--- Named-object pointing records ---
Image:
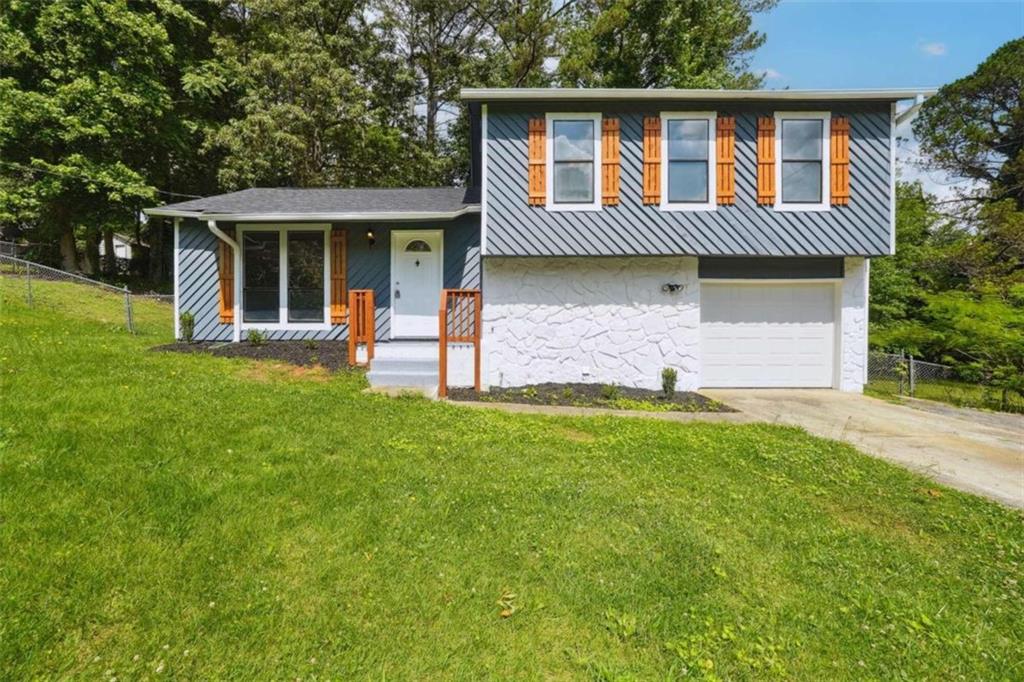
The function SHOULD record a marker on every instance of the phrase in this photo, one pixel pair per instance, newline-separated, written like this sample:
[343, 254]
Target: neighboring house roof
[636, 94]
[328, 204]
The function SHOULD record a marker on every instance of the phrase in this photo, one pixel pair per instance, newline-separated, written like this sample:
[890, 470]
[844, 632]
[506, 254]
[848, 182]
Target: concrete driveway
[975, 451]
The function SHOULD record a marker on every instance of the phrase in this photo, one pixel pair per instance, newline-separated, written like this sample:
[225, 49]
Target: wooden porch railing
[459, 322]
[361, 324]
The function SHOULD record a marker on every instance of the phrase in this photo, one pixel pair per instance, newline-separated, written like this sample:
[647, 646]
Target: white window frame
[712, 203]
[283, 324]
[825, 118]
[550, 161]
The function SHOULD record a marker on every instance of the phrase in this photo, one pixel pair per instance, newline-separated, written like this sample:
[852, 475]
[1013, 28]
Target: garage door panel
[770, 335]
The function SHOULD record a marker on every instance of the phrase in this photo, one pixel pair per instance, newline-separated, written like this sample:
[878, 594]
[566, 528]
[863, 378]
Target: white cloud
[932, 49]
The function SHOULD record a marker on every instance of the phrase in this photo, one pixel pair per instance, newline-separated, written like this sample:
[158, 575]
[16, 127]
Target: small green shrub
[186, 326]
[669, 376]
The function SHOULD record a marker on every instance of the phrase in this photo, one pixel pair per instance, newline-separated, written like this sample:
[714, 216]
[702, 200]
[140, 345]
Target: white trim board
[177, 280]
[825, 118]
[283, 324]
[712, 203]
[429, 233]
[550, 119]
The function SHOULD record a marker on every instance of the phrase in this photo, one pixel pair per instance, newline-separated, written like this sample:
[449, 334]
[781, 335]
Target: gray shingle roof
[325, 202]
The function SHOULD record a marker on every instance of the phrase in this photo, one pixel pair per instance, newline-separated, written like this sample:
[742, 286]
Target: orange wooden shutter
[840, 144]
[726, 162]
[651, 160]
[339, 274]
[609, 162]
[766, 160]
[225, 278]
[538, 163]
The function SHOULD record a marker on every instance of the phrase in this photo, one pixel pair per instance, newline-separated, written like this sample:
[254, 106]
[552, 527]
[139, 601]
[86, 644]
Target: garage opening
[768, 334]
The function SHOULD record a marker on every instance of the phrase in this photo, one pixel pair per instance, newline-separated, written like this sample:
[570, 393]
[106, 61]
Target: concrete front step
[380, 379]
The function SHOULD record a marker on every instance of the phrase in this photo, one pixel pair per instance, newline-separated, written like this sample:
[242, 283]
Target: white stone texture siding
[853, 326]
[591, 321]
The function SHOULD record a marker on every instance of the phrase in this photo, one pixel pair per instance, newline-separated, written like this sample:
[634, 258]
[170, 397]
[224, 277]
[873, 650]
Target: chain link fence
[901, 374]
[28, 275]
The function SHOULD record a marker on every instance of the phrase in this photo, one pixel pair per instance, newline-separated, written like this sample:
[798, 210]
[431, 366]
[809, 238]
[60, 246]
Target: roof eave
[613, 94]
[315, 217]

...

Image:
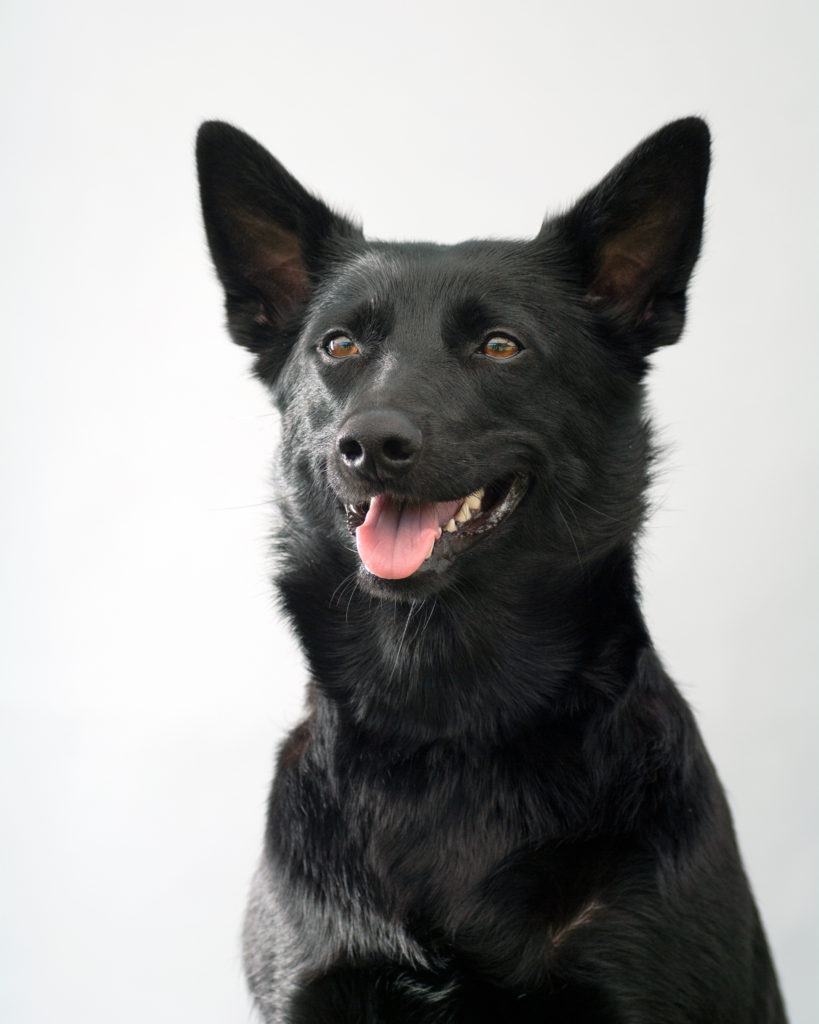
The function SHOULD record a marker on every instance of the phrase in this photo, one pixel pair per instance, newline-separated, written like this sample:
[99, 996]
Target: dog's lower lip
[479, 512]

--- Problem ---
Pull out every line in the data above that contains the word "wooden". Case matters.

--- Correct response ---
Target: wooden porch railing
Target: orange wooden shutter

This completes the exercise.